╭──

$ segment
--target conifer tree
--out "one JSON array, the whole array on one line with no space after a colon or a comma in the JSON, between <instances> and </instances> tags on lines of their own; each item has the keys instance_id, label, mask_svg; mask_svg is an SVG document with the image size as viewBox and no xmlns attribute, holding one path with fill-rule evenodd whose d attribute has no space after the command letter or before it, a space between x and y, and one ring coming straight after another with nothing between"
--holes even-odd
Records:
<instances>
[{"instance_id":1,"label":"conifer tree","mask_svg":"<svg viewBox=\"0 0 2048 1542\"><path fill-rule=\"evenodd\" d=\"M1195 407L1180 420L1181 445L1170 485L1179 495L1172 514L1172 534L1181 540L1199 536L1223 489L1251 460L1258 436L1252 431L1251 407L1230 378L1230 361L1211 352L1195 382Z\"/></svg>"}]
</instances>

╰──

■ **Task prompt**: Write the records out in full, exactly as they read above.

■ **Task solution**:
$ segment
--target conifer tree
--out "one JSON array, the whole array on one line with no space after a colon or a comma in the JSON, between <instances> and </instances> tags on lines of their own; each item has the keys instance_id, label, mask_svg; mask_svg is an SVG document with the image size as viewBox and no xmlns attribute, holding one path with fill-rule evenodd whose d attribute has no space after the command letter or before it, a space between x and y, and one ring coming straight after another with nothing between"
--holes even-odd
Records:
<instances>
[{"instance_id":1,"label":"conifer tree","mask_svg":"<svg viewBox=\"0 0 2048 1542\"><path fill-rule=\"evenodd\" d=\"M1195 407L1180 420L1181 445L1170 485L1179 495L1172 514L1172 534L1181 540L1199 536L1223 489L1251 460L1258 436L1252 431L1251 407L1230 378L1230 361L1211 352L1195 382Z\"/></svg>"}]
</instances>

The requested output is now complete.